- THE PROBLEM -
Please update the listing below by replacing "one marker per instance" with "a single marker for each instance" everywhere it occurs, leaving everything else unchanged. Omit the pictures from your answer.

- ENTRIES PROVIDED -
***
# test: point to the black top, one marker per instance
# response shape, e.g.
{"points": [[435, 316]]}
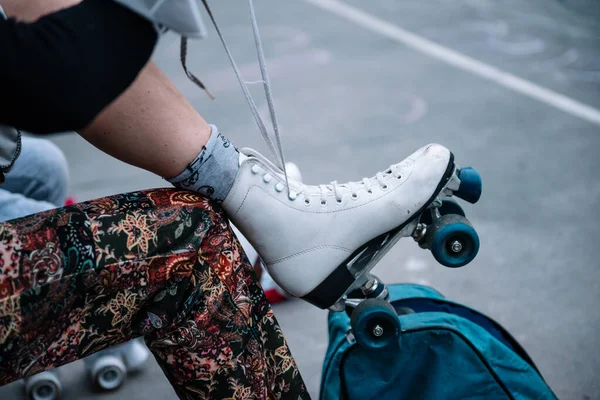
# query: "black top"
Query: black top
{"points": [[58, 73]]}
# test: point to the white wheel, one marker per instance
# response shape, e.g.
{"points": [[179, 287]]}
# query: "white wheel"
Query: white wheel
{"points": [[43, 386], [135, 354], [108, 372]]}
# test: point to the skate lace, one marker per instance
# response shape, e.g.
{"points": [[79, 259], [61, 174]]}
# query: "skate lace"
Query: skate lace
{"points": [[275, 147], [325, 191]]}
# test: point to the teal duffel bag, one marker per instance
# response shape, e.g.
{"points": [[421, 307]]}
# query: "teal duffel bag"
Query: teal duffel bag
{"points": [[444, 351]]}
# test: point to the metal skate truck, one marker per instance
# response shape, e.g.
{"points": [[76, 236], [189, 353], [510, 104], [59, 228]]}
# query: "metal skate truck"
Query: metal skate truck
{"points": [[107, 370]]}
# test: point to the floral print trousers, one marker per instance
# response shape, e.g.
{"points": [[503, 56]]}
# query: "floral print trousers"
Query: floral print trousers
{"points": [[163, 264]]}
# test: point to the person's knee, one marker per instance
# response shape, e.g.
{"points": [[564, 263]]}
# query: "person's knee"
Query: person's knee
{"points": [[42, 161], [31, 10]]}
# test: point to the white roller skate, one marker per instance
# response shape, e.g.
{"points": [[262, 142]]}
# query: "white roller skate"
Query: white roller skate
{"points": [[320, 242], [109, 368], [273, 292]]}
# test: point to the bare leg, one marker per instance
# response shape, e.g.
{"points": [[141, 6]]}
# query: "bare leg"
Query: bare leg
{"points": [[151, 125]]}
***
- ANSWER FOR THE TASK -
# test: point to the black top, a single marker for each instance
# response shape, e.g.
{"points": [[435, 316]]}
# query: "black top"
Query: black top
{"points": [[58, 73]]}
# test: point to the white wheel, a single marker for each instance
# response shape, e.g.
{"points": [[179, 287]]}
# query: "white wheel"
Query: white wheel
{"points": [[43, 386], [135, 354], [108, 372]]}
# test: point to the skate lace, a single marker for each instance
# response shape, e.g.
{"points": [[79, 259], [61, 174]]}
# query: "skate lace"
Query: skate lace
{"points": [[275, 147], [325, 191]]}
# test: point to the teal duffel bag, a single marker for each instance
# response shape, e.g.
{"points": [[421, 307]]}
# query: "teal duffel bag"
Query: teal duffel bag
{"points": [[444, 351]]}
# test: point to the metal skate truck, a single marker for each instance
# response shape, e.g.
{"points": [[76, 236], [189, 353], [510, 104], [59, 228]]}
# query: "metal skate truck"
Query: metal skate truck
{"points": [[107, 370]]}
# test: point to the floral print trousers, a single marker for each instance
# response shape, e.g.
{"points": [[503, 56]]}
# query: "floral print trousers"
Query: floral print trousers
{"points": [[163, 264]]}
# test: point to the person's knee, a single marker for each instance
# response shape, e.g.
{"points": [[564, 263]]}
# query: "person's knee"
Query: person's knee
{"points": [[42, 161], [31, 10]]}
# test: point to the white roller skate, a single marker for each instance
# response shape, e.g.
{"points": [[262, 142]]}
# query: "white roller skate"
Query: white roller skate
{"points": [[320, 242], [109, 368], [273, 292]]}
# test: point to the bare leg, a single marker for each instance
# response shape, e.g.
{"points": [[141, 6]]}
# query: "bare leg"
Query: bare leg
{"points": [[151, 125]]}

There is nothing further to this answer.